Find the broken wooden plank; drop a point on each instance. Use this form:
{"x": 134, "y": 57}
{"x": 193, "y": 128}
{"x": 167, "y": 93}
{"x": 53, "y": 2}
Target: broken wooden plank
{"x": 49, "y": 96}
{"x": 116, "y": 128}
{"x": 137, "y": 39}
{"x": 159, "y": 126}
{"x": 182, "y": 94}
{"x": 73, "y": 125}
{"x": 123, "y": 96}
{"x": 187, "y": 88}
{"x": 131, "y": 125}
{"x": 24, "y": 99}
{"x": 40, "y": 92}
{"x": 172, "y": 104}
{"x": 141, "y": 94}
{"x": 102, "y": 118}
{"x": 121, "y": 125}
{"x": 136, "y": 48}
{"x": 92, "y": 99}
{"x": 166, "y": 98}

→ **About this exercise**
Transcribe each entry exactly.

→ **Task response**
Find the broken wooden plank; drop a point on each instance. Use this form:
{"x": 134, "y": 57}
{"x": 193, "y": 128}
{"x": 167, "y": 93}
{"x": 53, "y": 2}
Target: broken wooden plank
{"x": 49, "y": 96}
{"x": 116, "y": 128}
{"x": 137, "y": 39}
{"x": 159, "y": 126}
{"x": 182, "y": 94}
{"x": 73, "y": 125}
{"x": 123, "y": 96}
{"x": 187, "y": 88}
{"x": 131, "y": 125}
{"x": 24, "y": 99}
{"x": 40, "y": 92}
{"x": 172, "y": 104}
{"x": 141, "y": 94}
{"x": 102, "y": 118}
{"x": 121, "y": 125}
{"x": 136, "y": 48}
{"x": 92, "y": 99}
{"x": 166, "y": 98}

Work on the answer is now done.